**OBJECTIVE:** Would you echo the data below word for word, every line in its original order?

**PROVIDED ENTRIES:**

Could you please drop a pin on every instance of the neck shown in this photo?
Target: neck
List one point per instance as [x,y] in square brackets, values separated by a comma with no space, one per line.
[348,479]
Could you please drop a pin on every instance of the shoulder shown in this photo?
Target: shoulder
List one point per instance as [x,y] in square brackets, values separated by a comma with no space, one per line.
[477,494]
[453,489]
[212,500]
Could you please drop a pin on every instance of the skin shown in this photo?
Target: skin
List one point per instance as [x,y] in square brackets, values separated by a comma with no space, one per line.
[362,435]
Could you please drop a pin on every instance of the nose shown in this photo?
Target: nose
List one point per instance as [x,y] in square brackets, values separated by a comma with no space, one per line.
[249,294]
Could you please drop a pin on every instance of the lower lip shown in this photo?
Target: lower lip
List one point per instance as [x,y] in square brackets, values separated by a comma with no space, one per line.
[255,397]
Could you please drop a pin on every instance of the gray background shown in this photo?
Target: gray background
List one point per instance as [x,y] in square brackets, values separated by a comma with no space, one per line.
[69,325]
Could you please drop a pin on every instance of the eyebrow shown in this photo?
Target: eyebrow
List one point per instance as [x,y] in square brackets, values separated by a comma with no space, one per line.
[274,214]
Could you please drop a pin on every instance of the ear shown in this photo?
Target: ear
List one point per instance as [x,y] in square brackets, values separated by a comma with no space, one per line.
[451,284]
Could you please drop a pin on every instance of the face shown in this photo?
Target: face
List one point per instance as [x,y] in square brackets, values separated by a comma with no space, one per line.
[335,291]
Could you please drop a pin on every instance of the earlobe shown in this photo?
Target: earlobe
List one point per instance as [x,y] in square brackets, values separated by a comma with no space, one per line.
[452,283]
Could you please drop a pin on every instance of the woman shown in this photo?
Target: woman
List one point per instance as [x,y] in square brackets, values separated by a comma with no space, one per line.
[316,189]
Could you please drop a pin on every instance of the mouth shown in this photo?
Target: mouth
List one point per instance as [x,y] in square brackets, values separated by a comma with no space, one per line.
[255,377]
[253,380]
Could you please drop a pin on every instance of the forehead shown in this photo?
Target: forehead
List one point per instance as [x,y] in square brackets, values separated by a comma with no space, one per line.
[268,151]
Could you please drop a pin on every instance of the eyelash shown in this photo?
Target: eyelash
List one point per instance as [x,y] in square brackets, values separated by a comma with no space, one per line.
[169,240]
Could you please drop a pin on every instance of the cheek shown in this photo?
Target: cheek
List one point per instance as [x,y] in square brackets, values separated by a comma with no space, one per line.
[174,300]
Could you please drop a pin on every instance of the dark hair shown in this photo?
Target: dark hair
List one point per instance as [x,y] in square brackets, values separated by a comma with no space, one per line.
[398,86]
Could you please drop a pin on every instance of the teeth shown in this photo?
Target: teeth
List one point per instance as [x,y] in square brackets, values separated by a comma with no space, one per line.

**EXPECTED ANSWER:**
Could you please drop a pin on every instance of the neck shown in this photo?
Target: neck
List one point per instance as [x,y] in square brackets, values separated by a comma with no space, one per line.
[348,479]
Could you please drop a pin on every instance of the shoulder shown in this photo?
Target: shoulder
List one point per instance as [x,y] in square brackets, values separated by a comma with no space, one per line.
[477,494]
[453,489]
[212,500]
Could you please drop a pin on every instance of the skin shown in this photo?
Target: skin
List one point per instance as [x,y] in square brackets, values separated by a comma with no space, one per line.
[362,435]
Could you please drop a pin on every instance of the nose shown in this photo?
Target: nose
List one point per instance as [x,y] in square brackets, values separated by a comma with no space, one per line.
[249,294]
Could you please drop a pin on every instance of the lower lip shown in this photo?
Target: lower lip
List one point per instance as [x,y] in square brackets, values separated by a comma with no space, one per line.
[255,397]
Could you please drop a pin on every instance of the gray background shown in this photo?
Target: gray background
List one point per instance as [x,y] in square brackets, values separated by a comma with no space, one per line.
[69,325]
Could you please drop a pin on every instance of the eyebrow shown in this photo?
Target: eyebrow
List one point per instance as [x,y] in square brackets, values separated by a comma with no space, one per line.
[274,214]
Could you please drop a pin on every instance of the ear shown in this photo?
Target: ear
List one point per instance as [x,y] in square brackets, values separated by a comma with no space, one per line.
[451,284]
Could you please drop a pin on every instance of the face shown in this photo?
Target: face
List one point per instance as [x,y] in square brackets, values separated by a comma with no space, one per line.
[335,291]
Could you please drop a pin on every instance of the earlobe shown in this photo?
Target: earlobe
List one point per instance as [x,y] in square brackets, values separated by a comma with no space, one per line.
[452,283]
Could you please drop a pin on every instance of the woman shown in this photo?
Target: woman
List one point per instance as [x,y] in square brackets, values separated by a comma with no space, one per line.
[316,189]
Could you please drop a pin on every instance of the mouth shown in this photo?
Target: mouth
List one point per instance as [x,y] in square brackets, values separated by a comma with no space, one per line.
[255,377]
[253,380]
Could you please drop a pin on every instance of the forehead shown in this photo?
Target: forehead
List one point per instance as [x,y] in square brackets, values separated by a comma with no space, one per line.
[268,151]
Could you please drop a pin on every instance of the eyelash shown in this photo?
Target: eyelash
List one point per instance as [x,y] in square brackets, values separated by a comma with no space, one per line.
[169,240]
Could you please drop a pin on every instance of the cheek shown in this photo?
Target: cheek
List one point per instance as [x,y] in square brackets, values separated by a comma with no space, one per line.
[174,300]
Could you please drop a pin on every instance of the dark hair shown in this photo?
Target: dark hair
List one point per instance as [x,y] in square brackets, values separated by a comma with no space, one per line.
[398,86]
Could you please drop a pin on every instance of the teeth shown in this photo?
Target: teeth
List one point per instance as [x,y] in square brackets, values separated by a comma with no space, one per line.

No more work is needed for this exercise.